──────── Extract to read ────────

THE BLOG
09/14/2007 11:53 am ET Updated May 25, 2011

What Makes "Today" Different

On September 10, 2007 the Today show added a fourth hour of programming. There wasn't too much fanfare as the industry and most of the audience knew it was coming. It will be produced by my good friend and industry superstar, Amy Rosenblum and I'm sure her team will not disappoint. You can expect an excellent show everyday -- Amy doesn't know how to do it any other way.

What interests me about NBC's decision to take the show to a fourth hour is the impact it will have on shelf space (the industry term for time slots available on linear television). When Today expanded to a third hour back in 2000 it helped some network affiliated stations more effectively compete against Live with Regis & Kelly and other syndicated fare. This was mostly because of the differences in the value chain. Syndicated shows need to be promoted heavily, they need a significant sales effort (locally) and they are only fresh for 39 weeks a year. You'll see roughly 13 weeks of reruns or "best of" compilations with most syndicated daytime shows. By comparison, Today is live everyday; it is one of the oldest, easiest to sell franchises in TV and benefits from a ton of network promotion.

──────── Records ────────

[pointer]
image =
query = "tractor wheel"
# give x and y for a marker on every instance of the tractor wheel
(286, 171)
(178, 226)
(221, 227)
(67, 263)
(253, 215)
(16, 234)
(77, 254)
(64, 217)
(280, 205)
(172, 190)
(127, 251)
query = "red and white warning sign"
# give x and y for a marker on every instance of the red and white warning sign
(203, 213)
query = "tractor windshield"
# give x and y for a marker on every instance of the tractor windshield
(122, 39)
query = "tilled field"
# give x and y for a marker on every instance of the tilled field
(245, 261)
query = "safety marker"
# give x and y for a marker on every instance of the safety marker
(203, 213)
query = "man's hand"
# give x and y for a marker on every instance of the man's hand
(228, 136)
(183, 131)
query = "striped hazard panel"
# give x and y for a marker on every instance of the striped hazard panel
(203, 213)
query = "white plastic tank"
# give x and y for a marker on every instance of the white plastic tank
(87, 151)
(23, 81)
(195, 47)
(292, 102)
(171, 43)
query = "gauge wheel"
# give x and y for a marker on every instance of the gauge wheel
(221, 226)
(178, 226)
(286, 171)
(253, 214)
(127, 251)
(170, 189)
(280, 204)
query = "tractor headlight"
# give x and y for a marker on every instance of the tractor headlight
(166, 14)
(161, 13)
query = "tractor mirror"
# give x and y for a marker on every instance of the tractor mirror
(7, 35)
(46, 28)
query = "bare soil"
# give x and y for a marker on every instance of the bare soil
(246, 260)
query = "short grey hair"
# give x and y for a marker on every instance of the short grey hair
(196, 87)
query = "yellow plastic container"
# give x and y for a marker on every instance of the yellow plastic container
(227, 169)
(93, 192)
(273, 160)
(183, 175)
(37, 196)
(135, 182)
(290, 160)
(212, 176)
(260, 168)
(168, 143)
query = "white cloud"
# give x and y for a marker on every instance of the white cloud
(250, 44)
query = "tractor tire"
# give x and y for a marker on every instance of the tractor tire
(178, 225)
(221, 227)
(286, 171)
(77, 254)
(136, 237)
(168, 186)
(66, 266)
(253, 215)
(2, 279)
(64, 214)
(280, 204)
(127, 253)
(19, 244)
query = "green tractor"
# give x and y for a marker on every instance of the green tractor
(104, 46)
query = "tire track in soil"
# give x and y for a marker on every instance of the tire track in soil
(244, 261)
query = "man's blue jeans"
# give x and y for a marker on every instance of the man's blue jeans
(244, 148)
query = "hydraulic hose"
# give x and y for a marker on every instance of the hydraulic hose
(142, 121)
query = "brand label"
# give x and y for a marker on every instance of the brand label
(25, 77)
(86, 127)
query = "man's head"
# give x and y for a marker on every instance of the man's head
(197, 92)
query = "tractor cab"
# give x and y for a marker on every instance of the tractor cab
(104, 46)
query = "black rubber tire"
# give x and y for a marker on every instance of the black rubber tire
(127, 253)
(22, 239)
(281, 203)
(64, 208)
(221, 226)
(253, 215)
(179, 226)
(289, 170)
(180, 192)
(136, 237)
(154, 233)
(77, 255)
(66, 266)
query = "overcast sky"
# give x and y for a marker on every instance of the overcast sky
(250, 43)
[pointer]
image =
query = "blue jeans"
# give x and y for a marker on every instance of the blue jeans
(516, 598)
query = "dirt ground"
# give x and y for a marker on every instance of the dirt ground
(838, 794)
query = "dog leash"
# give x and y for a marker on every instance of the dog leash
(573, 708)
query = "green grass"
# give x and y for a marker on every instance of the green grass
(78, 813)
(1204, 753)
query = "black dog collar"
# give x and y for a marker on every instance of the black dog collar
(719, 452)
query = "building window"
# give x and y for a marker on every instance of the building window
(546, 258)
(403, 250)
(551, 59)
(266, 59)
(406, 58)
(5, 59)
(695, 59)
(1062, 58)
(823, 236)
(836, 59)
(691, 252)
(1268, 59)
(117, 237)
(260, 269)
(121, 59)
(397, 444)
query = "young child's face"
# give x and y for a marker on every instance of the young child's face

────────

*Required work*.
1 - For each statement about the blog post on the Today show, say yes or no to whether it agrees with the text, and quote the words of the text that decide it. (a) The Today show added its fourth hour on September 10, 2007. (b) Today expanded to a third hour in 2005. (c) Syndicated shows are fresh for 52 weeks a year.
2 - Please quote everything in the blog post on the Today show from "What interests me" down to "of network promotion.".

*Numbered responses*.
1 -
(a) Yes: "On September 10, 2007 the Today show added a fourth hour of programming."
(b) No: "When Today expanded to a third hour back in 2000"
(c) No: "they are only fresh for 39 weeks a year"

2 -
What interests me about NBC's decision to take the show to a fourth hour is the impact it will have on shelf space (the industry term for time slots available on linear television). When Today expanded to a third hour back in 2000 it helped some network affiliated stations more effectively compete against Live with Regis & Kelly and other syndicated fare. This was mostly because of the differences in the value chain. Syndicated shows need to be promoted heavily, they need a significant sales effort (locally) and they are only fresh for 39 weeks a year. You'll see roughly 13 weeks of reruns or "best of" compilations with most syndicated daytime shows. By comparison, Today is live everyday; it is one of the oldest, easiest to sell franchises in TV and benefits from a ton of network promotion.